TASK GOAL> Locate the line containing "the green hedge" in the data below. Reproduce it and every following line up to the end, exactly as given.

DATA SUPPLIED>
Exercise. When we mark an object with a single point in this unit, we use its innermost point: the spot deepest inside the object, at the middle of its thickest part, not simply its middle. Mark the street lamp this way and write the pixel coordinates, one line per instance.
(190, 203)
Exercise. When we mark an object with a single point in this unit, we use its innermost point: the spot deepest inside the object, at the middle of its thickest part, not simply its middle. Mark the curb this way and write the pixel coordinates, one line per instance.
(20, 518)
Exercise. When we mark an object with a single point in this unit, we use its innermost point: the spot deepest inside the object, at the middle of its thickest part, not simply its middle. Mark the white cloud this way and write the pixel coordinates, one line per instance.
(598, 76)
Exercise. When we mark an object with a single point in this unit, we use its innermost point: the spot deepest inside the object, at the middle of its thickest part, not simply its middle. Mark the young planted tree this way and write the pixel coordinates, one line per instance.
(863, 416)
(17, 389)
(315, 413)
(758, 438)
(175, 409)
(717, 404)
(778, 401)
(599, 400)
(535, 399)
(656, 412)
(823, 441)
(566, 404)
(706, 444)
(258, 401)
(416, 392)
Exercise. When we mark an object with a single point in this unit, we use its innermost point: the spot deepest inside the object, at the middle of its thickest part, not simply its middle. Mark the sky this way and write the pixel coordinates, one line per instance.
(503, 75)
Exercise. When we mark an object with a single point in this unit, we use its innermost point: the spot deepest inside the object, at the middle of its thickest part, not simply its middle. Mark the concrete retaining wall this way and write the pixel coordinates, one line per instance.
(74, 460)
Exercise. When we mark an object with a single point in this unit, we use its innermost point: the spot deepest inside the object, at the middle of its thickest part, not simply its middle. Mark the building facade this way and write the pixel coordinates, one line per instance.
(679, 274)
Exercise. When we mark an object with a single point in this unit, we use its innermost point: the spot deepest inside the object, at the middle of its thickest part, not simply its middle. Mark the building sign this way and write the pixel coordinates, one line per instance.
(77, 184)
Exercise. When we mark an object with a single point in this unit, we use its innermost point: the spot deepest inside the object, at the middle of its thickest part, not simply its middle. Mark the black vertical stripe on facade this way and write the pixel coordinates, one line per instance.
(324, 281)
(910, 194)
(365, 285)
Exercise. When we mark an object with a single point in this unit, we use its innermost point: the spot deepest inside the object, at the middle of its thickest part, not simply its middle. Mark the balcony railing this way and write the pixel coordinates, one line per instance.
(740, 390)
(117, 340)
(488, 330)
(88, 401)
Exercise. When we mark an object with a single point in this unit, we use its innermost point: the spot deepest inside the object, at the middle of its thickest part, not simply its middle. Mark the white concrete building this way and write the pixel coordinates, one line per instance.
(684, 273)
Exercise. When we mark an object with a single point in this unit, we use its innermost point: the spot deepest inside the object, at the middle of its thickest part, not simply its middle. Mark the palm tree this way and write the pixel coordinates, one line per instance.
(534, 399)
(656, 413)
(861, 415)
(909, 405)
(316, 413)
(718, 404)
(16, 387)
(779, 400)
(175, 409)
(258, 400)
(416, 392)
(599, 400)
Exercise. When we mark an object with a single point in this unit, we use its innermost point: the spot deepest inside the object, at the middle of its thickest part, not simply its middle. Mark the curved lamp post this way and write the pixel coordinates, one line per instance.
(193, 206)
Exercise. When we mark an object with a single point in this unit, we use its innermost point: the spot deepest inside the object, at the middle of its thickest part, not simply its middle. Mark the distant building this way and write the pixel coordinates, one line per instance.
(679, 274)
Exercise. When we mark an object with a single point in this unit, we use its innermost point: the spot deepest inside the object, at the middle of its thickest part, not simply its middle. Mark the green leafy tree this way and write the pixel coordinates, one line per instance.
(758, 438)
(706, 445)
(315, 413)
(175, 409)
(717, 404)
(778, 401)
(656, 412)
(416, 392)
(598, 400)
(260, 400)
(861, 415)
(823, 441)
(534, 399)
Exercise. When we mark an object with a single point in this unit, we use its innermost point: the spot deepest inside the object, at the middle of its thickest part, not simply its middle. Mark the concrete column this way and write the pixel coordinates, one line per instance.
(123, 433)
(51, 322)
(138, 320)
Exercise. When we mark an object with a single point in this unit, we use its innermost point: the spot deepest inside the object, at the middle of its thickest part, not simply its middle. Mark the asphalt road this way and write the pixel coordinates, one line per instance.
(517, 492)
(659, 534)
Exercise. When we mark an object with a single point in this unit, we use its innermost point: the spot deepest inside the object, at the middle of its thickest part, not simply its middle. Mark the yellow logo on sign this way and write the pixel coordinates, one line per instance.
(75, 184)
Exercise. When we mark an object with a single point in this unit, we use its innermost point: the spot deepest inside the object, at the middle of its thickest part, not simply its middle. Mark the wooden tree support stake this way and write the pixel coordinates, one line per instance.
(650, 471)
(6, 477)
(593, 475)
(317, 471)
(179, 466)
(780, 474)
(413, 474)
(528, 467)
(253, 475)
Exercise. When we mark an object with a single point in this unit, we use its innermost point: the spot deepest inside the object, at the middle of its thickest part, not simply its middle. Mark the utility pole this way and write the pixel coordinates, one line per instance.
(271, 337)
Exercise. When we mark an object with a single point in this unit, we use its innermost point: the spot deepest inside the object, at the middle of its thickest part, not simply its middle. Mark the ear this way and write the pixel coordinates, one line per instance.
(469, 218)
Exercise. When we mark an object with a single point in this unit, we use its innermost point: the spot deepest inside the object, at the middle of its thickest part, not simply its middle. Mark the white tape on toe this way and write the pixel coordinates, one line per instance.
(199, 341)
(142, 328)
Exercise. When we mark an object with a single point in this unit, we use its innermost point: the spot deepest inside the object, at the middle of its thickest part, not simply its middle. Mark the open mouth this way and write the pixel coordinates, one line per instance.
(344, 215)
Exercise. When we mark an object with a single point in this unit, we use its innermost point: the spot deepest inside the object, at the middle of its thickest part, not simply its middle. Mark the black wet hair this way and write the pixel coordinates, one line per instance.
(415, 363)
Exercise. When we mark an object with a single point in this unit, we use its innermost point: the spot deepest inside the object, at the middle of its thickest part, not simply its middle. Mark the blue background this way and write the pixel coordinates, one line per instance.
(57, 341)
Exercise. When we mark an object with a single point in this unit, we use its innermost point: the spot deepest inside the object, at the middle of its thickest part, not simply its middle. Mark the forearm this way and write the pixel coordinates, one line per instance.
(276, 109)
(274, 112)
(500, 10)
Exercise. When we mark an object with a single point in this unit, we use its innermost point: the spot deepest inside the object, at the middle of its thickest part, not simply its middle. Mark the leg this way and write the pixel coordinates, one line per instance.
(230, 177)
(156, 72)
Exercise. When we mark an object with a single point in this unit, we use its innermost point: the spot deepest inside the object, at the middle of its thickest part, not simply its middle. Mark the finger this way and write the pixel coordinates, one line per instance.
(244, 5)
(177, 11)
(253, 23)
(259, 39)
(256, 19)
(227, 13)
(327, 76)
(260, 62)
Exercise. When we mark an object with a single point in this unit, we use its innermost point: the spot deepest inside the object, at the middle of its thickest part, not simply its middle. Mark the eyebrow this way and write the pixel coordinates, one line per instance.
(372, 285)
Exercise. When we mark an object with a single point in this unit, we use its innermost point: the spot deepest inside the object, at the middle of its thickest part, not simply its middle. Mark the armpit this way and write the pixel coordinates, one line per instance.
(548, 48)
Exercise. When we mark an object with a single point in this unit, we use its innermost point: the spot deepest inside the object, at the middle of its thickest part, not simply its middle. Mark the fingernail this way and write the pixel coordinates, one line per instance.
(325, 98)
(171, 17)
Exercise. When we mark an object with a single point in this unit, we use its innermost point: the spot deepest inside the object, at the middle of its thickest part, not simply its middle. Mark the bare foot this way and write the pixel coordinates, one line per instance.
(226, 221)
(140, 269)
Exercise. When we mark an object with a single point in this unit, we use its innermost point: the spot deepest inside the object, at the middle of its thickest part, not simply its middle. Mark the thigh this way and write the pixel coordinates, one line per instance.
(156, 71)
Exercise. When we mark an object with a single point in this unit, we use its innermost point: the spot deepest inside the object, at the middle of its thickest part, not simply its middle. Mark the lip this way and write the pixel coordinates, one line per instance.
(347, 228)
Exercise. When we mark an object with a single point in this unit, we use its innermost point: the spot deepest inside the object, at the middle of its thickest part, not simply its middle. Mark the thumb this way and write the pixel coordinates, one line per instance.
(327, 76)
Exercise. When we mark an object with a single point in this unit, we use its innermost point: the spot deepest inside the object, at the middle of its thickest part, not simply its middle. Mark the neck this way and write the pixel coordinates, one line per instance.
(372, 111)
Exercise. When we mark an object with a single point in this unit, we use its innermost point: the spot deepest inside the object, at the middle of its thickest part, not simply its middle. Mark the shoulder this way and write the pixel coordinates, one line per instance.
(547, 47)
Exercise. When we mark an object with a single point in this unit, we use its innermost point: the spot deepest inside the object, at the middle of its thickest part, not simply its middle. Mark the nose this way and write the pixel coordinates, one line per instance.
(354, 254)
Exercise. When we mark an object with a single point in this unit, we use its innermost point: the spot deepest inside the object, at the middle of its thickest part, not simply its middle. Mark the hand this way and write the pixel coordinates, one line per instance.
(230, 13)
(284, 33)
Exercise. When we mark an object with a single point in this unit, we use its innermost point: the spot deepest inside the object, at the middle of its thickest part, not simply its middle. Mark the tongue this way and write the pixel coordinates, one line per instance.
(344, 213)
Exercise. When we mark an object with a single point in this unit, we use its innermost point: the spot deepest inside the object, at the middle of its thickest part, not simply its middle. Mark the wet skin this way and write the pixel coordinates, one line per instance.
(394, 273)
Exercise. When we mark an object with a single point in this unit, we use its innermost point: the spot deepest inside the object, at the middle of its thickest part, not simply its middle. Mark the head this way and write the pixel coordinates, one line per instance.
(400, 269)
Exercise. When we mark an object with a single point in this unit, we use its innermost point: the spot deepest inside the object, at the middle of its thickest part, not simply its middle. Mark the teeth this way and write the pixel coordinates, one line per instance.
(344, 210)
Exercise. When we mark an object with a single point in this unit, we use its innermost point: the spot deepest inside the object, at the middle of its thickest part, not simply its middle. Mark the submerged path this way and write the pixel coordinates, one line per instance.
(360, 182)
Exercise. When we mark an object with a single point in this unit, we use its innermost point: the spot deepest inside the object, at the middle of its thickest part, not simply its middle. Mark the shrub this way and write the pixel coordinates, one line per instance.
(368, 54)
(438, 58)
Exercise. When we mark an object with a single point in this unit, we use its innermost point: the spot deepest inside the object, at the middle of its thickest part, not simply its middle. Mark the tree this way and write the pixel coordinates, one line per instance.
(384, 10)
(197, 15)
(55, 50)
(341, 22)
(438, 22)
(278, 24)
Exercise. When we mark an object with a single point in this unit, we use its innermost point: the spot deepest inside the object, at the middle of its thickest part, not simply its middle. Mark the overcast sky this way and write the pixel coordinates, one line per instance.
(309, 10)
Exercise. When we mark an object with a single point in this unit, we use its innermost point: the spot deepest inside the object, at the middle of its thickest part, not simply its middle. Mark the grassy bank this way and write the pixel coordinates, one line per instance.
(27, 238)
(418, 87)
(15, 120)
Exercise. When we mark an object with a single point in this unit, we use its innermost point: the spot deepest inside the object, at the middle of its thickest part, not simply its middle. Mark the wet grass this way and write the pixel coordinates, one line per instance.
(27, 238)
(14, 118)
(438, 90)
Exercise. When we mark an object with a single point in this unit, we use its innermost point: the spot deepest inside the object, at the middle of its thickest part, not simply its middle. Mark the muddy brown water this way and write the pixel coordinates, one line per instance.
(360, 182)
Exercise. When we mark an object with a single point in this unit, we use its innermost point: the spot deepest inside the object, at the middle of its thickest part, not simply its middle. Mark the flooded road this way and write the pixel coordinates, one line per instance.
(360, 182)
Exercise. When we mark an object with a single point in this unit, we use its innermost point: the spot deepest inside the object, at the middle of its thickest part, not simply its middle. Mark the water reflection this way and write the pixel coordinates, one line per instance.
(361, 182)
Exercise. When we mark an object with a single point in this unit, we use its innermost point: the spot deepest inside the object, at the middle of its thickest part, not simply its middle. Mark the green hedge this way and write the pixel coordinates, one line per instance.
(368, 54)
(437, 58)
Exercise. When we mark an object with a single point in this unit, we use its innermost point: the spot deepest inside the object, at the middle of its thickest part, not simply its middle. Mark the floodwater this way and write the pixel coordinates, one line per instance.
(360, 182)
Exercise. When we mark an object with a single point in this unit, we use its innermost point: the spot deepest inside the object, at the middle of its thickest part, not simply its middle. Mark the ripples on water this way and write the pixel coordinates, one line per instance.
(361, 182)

FULL OUTPUT>
Exercise. When we mark an object with a single point in this unit, we use its innermost point: the spot deepest inside the object, at the middle of its thickest part, not simply its middle. Mark the green hedge this way and write the pixel coordinates, one line per instance.
(368, 54)
(437, 58)
Exercise. When we mark an object with a single point in this unit, we use its innermost point: the spot deepest inside the object, at the middle of its thickest part, not simply its middle. Mark the floodwater this way and write the pixel coordinates, one line per instance.
(360, 182)
Exercise. When we mark an object with a single point in this unit, we use its innermost point: the spot deepest inside the object, at the middle of its thickest part, not simply its middle. Mark the ripples on water this way and write the pixel coordinates, one line per instance.
(361, 182)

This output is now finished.